• Your instructions
Work out how many lines in the records include the word "hiking", then answer with nothing but that number.

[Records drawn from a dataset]

* * * * * * *

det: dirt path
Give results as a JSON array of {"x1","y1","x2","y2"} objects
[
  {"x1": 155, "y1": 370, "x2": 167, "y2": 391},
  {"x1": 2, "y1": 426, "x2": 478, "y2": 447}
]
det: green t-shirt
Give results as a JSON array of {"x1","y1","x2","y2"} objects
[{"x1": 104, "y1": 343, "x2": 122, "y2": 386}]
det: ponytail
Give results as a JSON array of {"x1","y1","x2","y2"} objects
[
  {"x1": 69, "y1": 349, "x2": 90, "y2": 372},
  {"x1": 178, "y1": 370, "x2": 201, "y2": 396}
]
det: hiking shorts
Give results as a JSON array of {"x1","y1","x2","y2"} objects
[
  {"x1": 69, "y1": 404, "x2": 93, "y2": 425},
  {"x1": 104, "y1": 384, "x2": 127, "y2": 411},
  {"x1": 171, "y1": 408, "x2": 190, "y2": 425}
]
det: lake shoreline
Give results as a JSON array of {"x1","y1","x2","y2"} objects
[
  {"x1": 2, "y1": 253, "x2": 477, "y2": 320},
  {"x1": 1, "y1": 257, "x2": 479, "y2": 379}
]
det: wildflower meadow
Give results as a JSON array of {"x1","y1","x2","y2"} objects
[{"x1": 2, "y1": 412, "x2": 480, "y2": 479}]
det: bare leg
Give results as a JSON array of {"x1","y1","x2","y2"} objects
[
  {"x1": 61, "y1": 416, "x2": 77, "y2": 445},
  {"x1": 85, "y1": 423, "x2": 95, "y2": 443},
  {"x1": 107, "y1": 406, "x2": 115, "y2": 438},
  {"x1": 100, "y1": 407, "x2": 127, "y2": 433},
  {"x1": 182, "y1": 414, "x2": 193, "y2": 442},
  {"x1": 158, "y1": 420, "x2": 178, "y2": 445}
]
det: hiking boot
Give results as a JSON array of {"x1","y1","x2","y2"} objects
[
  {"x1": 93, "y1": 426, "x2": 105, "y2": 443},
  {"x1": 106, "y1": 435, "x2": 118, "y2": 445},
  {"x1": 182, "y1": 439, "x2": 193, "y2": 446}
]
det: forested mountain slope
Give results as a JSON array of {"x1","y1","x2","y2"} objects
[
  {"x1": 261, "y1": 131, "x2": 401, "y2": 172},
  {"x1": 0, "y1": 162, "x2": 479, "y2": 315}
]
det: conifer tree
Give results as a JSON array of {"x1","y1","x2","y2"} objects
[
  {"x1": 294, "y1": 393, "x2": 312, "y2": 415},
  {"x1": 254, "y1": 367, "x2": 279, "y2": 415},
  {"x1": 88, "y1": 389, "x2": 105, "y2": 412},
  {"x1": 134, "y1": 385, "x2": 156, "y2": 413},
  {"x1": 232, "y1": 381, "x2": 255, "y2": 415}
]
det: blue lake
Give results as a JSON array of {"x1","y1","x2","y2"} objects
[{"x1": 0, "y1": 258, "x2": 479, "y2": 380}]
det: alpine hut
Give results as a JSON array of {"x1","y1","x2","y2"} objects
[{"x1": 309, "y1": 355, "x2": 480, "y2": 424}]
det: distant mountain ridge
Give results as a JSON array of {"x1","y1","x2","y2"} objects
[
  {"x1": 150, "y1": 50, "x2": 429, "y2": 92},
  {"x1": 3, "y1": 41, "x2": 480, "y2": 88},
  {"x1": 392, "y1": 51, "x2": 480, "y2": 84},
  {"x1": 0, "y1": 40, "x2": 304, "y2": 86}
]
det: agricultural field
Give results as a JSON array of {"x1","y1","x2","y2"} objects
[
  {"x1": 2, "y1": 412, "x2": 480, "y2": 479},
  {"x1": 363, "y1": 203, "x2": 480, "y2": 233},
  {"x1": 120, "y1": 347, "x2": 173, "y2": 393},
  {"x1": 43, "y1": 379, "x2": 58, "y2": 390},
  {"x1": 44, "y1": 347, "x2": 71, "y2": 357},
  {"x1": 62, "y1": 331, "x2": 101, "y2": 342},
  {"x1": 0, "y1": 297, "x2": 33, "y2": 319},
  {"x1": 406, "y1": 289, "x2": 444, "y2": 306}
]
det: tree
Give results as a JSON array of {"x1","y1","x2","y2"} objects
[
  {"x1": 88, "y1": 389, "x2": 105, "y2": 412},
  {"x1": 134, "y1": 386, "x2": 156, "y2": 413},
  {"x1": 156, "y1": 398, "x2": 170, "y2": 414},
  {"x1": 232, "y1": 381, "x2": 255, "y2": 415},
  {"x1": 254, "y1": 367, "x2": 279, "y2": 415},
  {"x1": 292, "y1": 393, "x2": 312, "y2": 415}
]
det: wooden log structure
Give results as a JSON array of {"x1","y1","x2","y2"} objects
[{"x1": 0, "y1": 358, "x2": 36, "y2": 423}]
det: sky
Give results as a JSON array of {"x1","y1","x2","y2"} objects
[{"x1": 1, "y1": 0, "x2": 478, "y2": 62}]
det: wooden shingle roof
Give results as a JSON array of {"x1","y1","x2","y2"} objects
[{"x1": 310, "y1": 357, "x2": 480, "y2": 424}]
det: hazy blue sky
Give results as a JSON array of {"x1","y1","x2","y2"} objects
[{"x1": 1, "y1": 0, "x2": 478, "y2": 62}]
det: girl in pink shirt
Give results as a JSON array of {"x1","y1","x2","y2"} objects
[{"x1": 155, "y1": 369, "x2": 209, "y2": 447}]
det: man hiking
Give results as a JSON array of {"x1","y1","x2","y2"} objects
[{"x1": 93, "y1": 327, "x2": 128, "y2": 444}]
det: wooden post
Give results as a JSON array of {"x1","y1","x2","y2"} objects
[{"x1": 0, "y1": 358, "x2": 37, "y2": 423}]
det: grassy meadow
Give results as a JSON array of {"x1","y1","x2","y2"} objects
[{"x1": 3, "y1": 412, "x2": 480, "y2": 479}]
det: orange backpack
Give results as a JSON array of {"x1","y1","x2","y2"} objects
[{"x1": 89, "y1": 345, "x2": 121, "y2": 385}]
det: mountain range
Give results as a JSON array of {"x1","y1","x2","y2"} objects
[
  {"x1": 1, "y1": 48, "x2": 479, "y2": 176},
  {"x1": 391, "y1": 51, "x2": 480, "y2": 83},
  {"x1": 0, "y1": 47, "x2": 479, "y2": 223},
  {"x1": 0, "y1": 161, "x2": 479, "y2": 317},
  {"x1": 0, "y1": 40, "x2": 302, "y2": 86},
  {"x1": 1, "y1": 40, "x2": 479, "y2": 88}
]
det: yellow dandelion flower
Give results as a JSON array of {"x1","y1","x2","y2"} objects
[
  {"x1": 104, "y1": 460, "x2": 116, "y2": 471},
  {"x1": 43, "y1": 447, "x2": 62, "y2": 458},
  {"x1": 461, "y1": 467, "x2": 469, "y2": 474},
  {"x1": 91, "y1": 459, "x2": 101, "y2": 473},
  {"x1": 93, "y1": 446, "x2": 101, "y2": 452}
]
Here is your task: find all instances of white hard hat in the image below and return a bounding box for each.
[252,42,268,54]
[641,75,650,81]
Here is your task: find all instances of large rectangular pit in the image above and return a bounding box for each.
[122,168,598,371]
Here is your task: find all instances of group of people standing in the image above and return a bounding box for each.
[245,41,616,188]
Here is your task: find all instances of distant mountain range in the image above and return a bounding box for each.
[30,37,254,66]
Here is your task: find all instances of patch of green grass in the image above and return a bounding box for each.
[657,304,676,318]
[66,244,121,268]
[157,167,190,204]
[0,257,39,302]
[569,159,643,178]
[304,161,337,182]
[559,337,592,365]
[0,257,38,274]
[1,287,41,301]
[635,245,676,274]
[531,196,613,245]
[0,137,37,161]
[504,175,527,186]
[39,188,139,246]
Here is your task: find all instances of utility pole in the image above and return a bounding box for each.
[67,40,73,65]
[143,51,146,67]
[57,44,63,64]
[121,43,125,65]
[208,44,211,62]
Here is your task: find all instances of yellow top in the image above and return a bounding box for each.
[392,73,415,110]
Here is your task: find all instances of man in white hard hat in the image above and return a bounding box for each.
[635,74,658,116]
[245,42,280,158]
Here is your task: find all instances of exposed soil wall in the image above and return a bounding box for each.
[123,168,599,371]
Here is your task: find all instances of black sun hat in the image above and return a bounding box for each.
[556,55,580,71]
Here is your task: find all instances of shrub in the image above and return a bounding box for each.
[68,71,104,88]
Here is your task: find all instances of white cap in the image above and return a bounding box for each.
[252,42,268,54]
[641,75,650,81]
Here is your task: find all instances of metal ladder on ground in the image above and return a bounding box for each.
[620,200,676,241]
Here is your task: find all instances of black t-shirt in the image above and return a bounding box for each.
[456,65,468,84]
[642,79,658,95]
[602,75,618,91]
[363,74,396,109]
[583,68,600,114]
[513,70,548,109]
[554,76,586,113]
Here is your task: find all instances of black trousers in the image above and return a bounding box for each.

* * * * * * *

• Result of this task
3